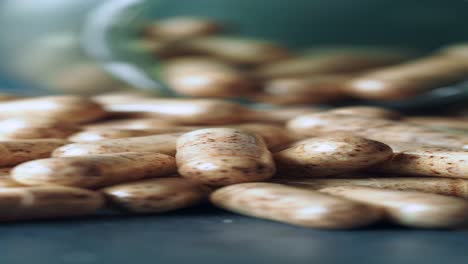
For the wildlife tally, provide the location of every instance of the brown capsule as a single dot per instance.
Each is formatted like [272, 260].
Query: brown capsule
[332, 61]
[409, 208]
[33, 128]
[457, 123]
[94, 170]
[47, 202]
[184, 111]
[204, 77]
[223, 156]
[240, 51]
[18, 151]
[427, 161]
[330, 155]
[165, 144]
[182, 27]
[278, 114]
[443, 186]
[294, 206]
[374, 128]
[71, 109]
[130, 123]
[305, 90]
[5, 180]
[408, 79]
[156, 195]
[367, 111]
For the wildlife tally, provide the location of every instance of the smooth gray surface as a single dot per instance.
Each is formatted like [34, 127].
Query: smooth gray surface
[207, 235]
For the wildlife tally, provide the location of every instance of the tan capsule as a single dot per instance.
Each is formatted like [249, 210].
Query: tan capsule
[165, 144]
[367, 111]
[374, 128]
[408, 79]
[305, 90]
[182, 27]
[241, 51]
[294, 206]
[204, 77]
[156, 195]
[443, 186]
[18, 151]
[130, 123]
[427, 161]
[34, 128]
[111, 133]
[457, 123]
[47, 202]
[222, 156]
[94, 170]
[278, 114]
[332, 61]
[71, 109]
[330, 155]
[409, 208]
[457, 50]
[185, 111]
[5, 180]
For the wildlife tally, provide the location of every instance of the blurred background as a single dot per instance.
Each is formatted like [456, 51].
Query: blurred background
[75, 46]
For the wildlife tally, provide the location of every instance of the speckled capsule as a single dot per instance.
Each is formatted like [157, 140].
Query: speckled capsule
[71, 109]
[409, 208]
[294, 206]
[427, 161]
[223, 156]
[205, 77]
[330, 155]
[408, 79]
[93, 171]
[156, 195]
[367, 111]
[47, 202]
[165, 144]
[374, 128]
[443, 186]
[16, 151]
[184, 111]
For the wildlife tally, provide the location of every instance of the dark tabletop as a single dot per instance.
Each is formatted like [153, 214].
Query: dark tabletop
[208, 235]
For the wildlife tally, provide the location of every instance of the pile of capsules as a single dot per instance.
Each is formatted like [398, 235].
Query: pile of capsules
[66, 156]
[341, 168]
[201, 58]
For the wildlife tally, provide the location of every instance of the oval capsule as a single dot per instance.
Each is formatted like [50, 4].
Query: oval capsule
[367, 111]
[184, 111]
[415, 209]
[330, 155]
[408, 79]
[294, 206]
[427, 161]
[71, 109]
[165, 144]
[17, 151]
[222, 156]
[93, 171]
[47, 202]
[204, 77]
[156, 195]
[444, 186]
[374, 128]
[33, 128]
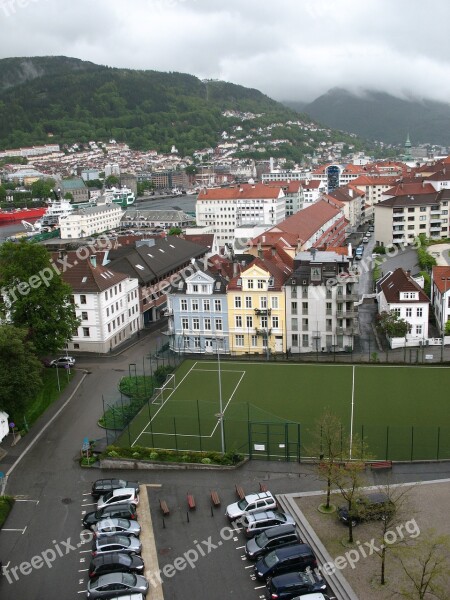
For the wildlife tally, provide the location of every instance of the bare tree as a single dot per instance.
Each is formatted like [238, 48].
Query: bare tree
[326, 449]
[427, 568]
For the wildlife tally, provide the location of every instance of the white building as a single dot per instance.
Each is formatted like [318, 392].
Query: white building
[89, 221]
[106, 302]
[248, 204]
[398, 292]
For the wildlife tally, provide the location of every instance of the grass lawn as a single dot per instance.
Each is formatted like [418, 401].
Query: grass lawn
[49, 392]
[401, 411]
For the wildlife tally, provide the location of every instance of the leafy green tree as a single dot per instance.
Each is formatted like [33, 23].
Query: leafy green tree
[392, 325]
[42, 188]
[37, 298]
[20, 371]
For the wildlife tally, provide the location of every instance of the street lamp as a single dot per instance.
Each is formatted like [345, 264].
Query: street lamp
[445, 279]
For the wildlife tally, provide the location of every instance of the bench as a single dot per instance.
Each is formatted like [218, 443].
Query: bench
[382, 464]
[215, 498]
[240, 492]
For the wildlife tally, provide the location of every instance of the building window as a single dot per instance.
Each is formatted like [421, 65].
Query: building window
[240, 341]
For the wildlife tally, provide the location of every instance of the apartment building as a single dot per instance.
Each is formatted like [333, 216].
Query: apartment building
[198, 313]
[90, 221]
[256, 309]
[402, 218]
[224, 209]
[320, 303]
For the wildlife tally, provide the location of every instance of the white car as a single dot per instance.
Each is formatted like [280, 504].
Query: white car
[251, 504]
[120, 496]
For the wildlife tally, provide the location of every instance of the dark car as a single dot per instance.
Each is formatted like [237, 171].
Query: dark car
[116, 584]
[283, 560]
[116, 562]
[103, 486]
[119, 511]
[290, 585]
[272, 538]
[371, 507]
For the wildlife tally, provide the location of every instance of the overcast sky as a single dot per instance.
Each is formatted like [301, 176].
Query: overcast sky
[288, 49]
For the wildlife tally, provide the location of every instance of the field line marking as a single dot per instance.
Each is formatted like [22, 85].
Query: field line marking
[353, 405]
[162, 405]
[230, 399]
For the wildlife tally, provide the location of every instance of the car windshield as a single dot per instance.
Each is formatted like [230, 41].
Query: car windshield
[271, 559]
[243, 504]
[261, 540]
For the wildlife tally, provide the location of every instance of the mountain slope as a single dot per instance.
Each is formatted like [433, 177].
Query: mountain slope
[379, 116]
[76, 101]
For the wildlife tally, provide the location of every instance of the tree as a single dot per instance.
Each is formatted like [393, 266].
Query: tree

◇ ◇ ◇ ◇

Directions for this task - Without the pictures, write out the whole listing above exactly as it appears.

Written solution -
For the wildlife tally, provide the location of every instance of the brown capsule as a single dot per instance.
Each is formatted like [272, 260].
Query: brown capsule
[332, 61]
[409, 208]
[33, 128]
[457, 123]
[94, 170]
[47, 202]
[184, 111]
[204, 77]
[223, 156]
[240, 51]
[18, 151]
[427, 161]
[330, 155]
[165, 144]
[182, 27]
[278, 114]
[443, 186]
[294, 206]
[374, 128]
[71, 109]
[130, 123]
[305, 90]
[5, 180]
[408, 79]
[156, 195]
[367, 111]
For the wildlife tally, provide the location of every instance of the smooth gray surface as a single dot per instance.
Each is formatted like [34, 127].
Query: smooth gray surface
[207, 235]
For the wildlife tally, provide the location of every instance of the tan capsule as a single dot per instance.
Each is formatted like [249, 210].
Query: tan capsule
[165, 144]
[367, 111]
[374, 128]
[408, 79]
[305, 90]
[182, 27]
[241, 51]
[294, 206]
[204, 77]
[156, 195]
[443, 186]
[18, 151]
[130, 123]
[427, 161]
[34, 128]
[111, 133]
[457, 123]
[47, 202]
[222, 156]
[94, 170]
[278, 114]
[332, 61]
[71, 109]
[330, 155]
[409, 208]
[457, 50]
[185, 111]
[5, 180]
For the wildlife tally, provide the location of every instance of the blurred background as a single dot per instance.
Each is formatted like [456, 51].
Query: blurred background
[75, 46]
For the wildlife tally, provide the location of every instance of the speckled capsule as a single dot per instance.
Each is formatted like [157, 140].
Query: speckled capsule
[71, 109]
[409, 208]
[294, 206]
[427, 161]
[223, 156]
[205, 77]
[330, 155]
[408, 79]
[93, 171]
[156, 195]
[367, 111]
[47, 202]
[165, 144]
[374, 128]
[443, 186]
[16, 151]
[184, 111]
For the wildlife tally, provide the location of every instance of the dark tabletop as a single dot per instance.
Each is formatted like [153, 214].
Query: dark tabletop
[208, 235]
For the wildlife tally, provide the location of every instance of the pile of capsules as a single dot per instance.
Each is formatted like [398, 235].
Query: pile of capsules
[66, 156]
[341, 168]
[201, 58]
For the wildlife tally, provide the location of every instance of the oval capsule as a single dot per instance.
Each is formatted like [50, 4].
Query: oval capsule
[367, 111]
[184, 111]
[415, 209]
[330, 155]
[408, 79]
[294, 206]
[427, 161]
[71, 109]
[165, 144]
[17, 151]
[222, 156]
[93, 171]
[47, 202]
[204, 77]
[156, 195]
[444, 186]
[374, 128]
[33, 128]
For the wildlife tally, provide the location of every instance of the bare tree as a single dot per instance.
Each is formatted like [238, 48].
Query: bare tree
[326, 449]
[427, 568]
For the wildlife tally, provide the location of every instance of the white building as a single dot per instance.
Each is formatted like [318, 392].
Query: white building
[89, 221]
[106, 302]
[248, 204]
[398, 292]
For the wildlife tally, provide the location of every instance of the grass lawn as a single dot per instance.
Each is formatted like [418, 401].
Query: grass lawn
[49, 392]
[401, 411]
For the wildlife tally, provide the location of every instance of the leafy green tree as a single dot per instance.
Each is formatted like [33, 23].
Query: leafy green tree
[392, 325]
[42, 188]
[37, 298]
[20, 371]
For the wildlife tally, provide the location of every instance of the street lamp as a single dot per instance.
Each is formatted like [345, 264].
Query: street lamp
[445, 279]
For the wildlife tally, provide the location of every instance of the bench as a single dot per instance.
Each is formatted like [218, 443].
Query: bench
[382, 464]
[215, 498]
[240, 492]
For the wildlife tally, provide the location of every instance of the building window as a single dot per instance.
Each is formatted like [421, 65].
Query: building window
[240, 341]
For the wildlife tally, provide the location of every instance of the apartment building as a single dot per instance.
Each is formatted like [333, 216].
Query: apartment building
[198, 313]
[90, 221]
[256, 309]
[402, 218]
[224, 209]
[320, 303]
For the wildlife tally, provide the location of every instance of the white car as a single dot per instance.
Each is formatted like [280, 504].
Query: white car
[251, 504]
[120, 496]
For the wildlife tally, provide the location of every instance of the dark car as a single dot per instance.
Each is formatted like [237, 171].
Query: dark car
[116, 584]
[283, 560]
[116, 562]
[103, 486]
[119, 511]
[290, 585]
[272, 538]
[371, 507]
For the wildlife tally, provide the location of every instance of the overcast sky as a single dot per instance.
Each is formatted like [301, 176].
Query: overcast sky
[288, 49]
For the wildlife tally, provide the location of every instance of the field line marking as a single dot per instance.
Each is formatted like [22, 85].
Query: field line marking
[353, 405]
[162, 405]
[230, 399]
For the wildlife tally, provide the location of every instance of the car windshield as a single dot per instance.
Each is formatted like [230, 41].
Query: car windshield
[271, 559]
[243, 504]
[261, 540]
For the wildlife tally, provide the location of every instance of the mountain slope as a single dot per instance.
Each is formatted like [433, 177].
Query: mountain slope
[379, 116]
[76, 101]
For the wildlife tally, provide the location of every instance of the tree as a single dot per instance.
Each is formatted like [393, 266].
Query: tree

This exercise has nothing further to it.